**Passage:**
=====

One potential non-dopaminergic therapeutic target may prove to be the serotonin (5-HT) system. Following severe DA denervation, neuroadaptive changes in 5-HT raphestriatal projections and upregulated 5-HT receptors allow this system to more readily influence basal ganglia activity (Fox et al., 1998, Maeda et al., 2003, Bishop et al., 2004). Such findings have led to the suggestion that compounds targeting 5-HT neurotransmission may have therapeutic value for the reduction of problems that accompany chronic l-DOPA treatment (Nicholson and Brotchie, 2002, Scholtissen et al., 2006). In support of this assertion, the 5-HT/DA releaser, 3,4-methylenedioxymethamphetamine and the 5-HT releaser, fenfluramine have been shown to convey both anti-parkinsonian and anti-dyskinetic effects in experimental models of PD (Iravani et al., 2003, Bishop et al., 2006). While multiple 5-HT receptor subtypes may have contributed to these beneficial effects, accumulating evidence suggests an integral role for the 5-HT_1A receptor.

In recent years, investigations into the beneficial effects of 5-HT_1A receptor stimulation have yielded encouraging, though occasionally conflicting results. In rats with unilateral DA lesions, acute administration of the full 5-HT_1A agonists, ± 8-OH-DPAT and sarizotan was reported to reduce peak l-DOPA-induced rotations, but prolong response duration (Bibbiani et al., 2001, Ba et al., 2007). In MPTP-lesioned primates, acute administration of sarizotan was also shown to attenuate LID without affecting l-DOPA's efficacy (Bibbiani et al., 2001). These results were found to be specific to the drug's action at the 5-HT_1A receptor. In contrast, Iravani et al. (2006) reported that the more potent and selective enantiomer for the 5-HT_1A receptor, + 8-OH-DPAT squelched LID, but worsened movement disability, likely reflecting induction of a 5-HT-like syndrome. Clinically, various 5-HT_1A agonists such as tandospirone (Kannari et al., 2002) and sarizotan (Olanow et al., 2004) have been employed with moderate success. For example, sarizotan has been reported to attenuate LID at low doses (Goetz et al., 2007) and prolong l-DOPA's efficacy in patients with advanced PD (Bara-Jimenez et al., 2005). However, similar to results in preclinical work, higher doses of these compounds can worsen parkinsonian features (Kannari et al., 2002, Goetz et al., 2007) and may have influenced the recent decision to halt the development of sarizotan as an l-DOPA adjunct therapy following Phase III clinical trials.

=====

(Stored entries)
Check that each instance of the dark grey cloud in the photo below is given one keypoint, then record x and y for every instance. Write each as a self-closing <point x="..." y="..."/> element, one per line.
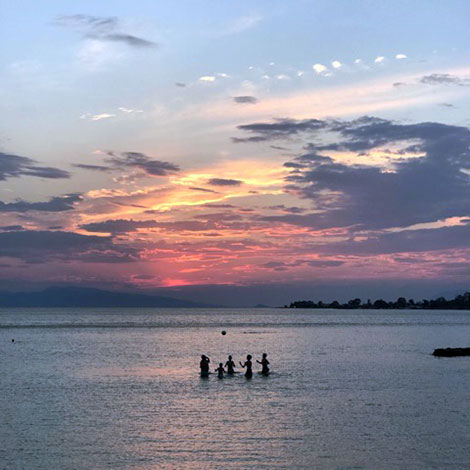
<point x="55" y="204"/>
<point x="433" y="185"/>
<point x="224" y="182"/>
<point x="245" y="99"/>
<point x="128" y="39"/>
<point x="44" y="246"/>
<point x="14" y="166"/>
<point x="143" y="162"/>
<point x="444" y="79"/>
<point x="103" y="28"/>
<point x="12" y="228"/>
<point x="406" y="241"/>
<point x="279" y="129"/>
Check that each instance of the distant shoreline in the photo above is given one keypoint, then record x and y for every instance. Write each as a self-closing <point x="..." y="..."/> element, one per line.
<point x="460" y="302"/>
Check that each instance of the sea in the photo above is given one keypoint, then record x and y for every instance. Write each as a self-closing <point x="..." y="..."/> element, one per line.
<point x="91" y="389"/>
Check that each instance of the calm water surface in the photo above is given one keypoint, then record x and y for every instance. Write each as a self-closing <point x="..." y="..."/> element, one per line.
<point x="119" y="388"/>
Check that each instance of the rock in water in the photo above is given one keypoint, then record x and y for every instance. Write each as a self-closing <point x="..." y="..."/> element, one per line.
<point x="451" y="352"/>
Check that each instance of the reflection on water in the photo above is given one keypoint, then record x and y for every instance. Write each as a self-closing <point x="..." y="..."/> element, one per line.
<point x="121" y="389"/>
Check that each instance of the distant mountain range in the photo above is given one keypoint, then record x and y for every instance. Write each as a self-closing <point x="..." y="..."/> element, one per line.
<point x="88" y="297"/>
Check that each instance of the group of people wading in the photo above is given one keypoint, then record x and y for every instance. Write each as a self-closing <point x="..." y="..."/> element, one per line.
<point x="229" y="368"/>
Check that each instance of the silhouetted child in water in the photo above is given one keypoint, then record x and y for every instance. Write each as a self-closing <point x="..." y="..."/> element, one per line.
<point x="204" y="364"/>
<point x="230" y="365"/>
<point x="249" y="367"/>
<point x="220" y="371"/>
<point x="264" y="362"/>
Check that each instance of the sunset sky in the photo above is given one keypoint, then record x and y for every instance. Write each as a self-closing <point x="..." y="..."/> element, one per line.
<point x="154" y="144"/>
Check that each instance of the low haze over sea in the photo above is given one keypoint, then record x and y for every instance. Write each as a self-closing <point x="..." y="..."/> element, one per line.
<point x="120" y="388"/>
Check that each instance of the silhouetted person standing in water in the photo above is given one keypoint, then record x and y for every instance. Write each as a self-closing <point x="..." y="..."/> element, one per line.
<point x="264" y="362"/>
<point x="220" y="371"/>
<point x="230" y="365"/>
<point x="249" y="367"/>
<point x="204" y="364"/>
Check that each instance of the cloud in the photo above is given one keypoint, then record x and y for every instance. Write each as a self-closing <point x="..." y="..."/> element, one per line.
<point x="241" y="24"/>
<point x="103" y="28"/>
<point x="99" y="117"/>
<point x="14" y="166"/>
<point x="130" y="110"/>
<point x="92" y="167"/>
<point x="317" y="263"/>
<point x="45" y="246"/>
<point x="204" y="190"/>
<point x="224" y="182"/>
<point x="128" y="39"/>
<point x="423" y="240"/>
<point x="279" y="129"/>
<point x="444" y="79"/>
<point x="207" y="78"/>
<point x="143" y="162"/>
<point x="12" y="228"/>
<point x="428" y="186"/>
<point x="55" y="204"/>
<point x="320" y="68"/>
<point x="245" y="99"/>
<point x="118" y="226"/>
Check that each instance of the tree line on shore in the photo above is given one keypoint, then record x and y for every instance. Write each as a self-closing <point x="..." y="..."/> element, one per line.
<point x="460" y="302"/>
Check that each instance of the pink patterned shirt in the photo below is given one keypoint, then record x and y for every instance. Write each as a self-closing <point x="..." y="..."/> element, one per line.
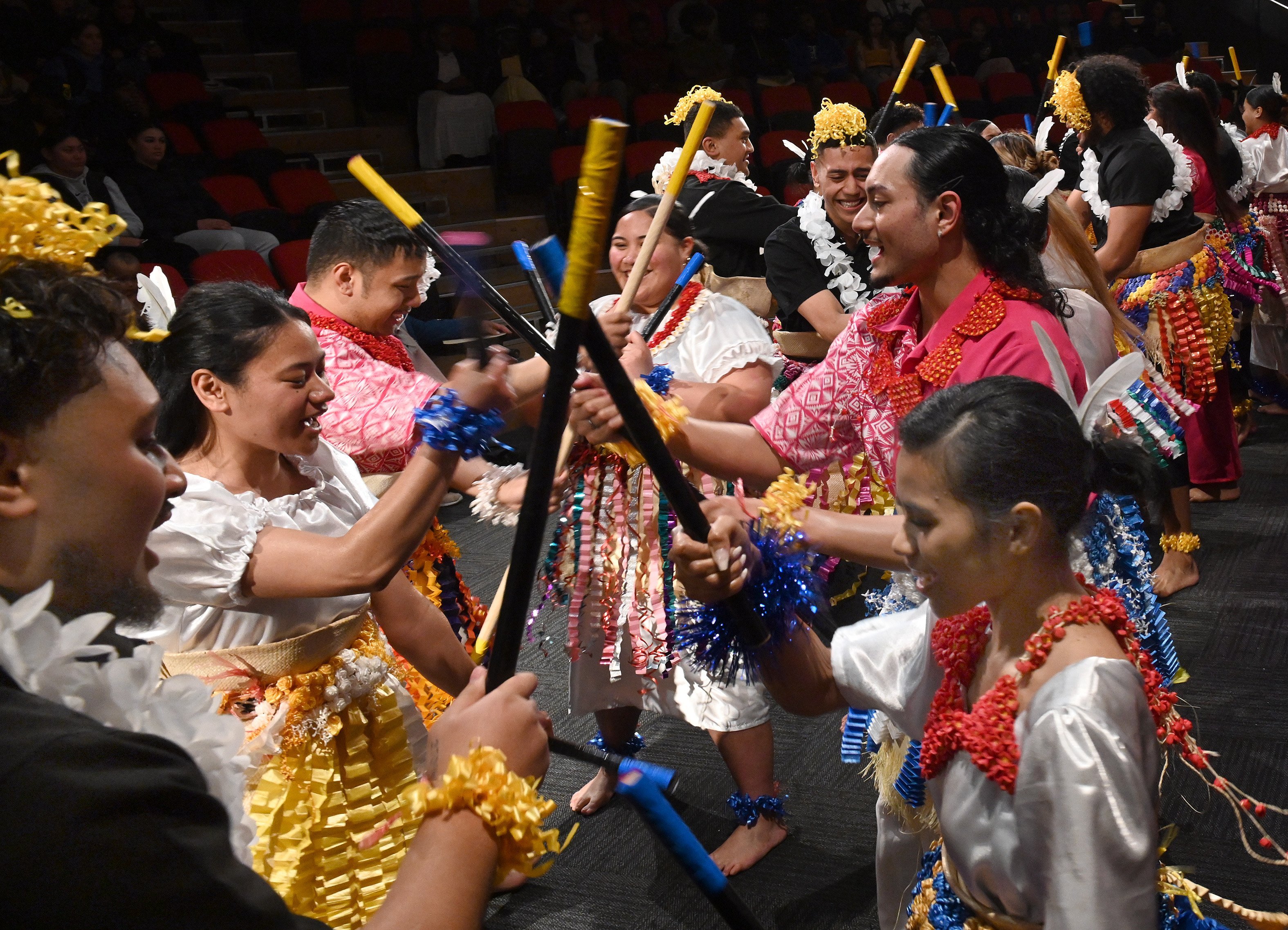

=====

**What you should do:**
According to the passage on the serotonin system, why is this system able to more readily influence basal ganglia activity after severe DA denervation?

**Exercise result:**
After severe DA denervation, neuroadaptive changes occur in 5-HT raphestriatal projections and 5-HT receptors are upregulated. These changes let the 5-HT system more readily influence basal ganglia activity.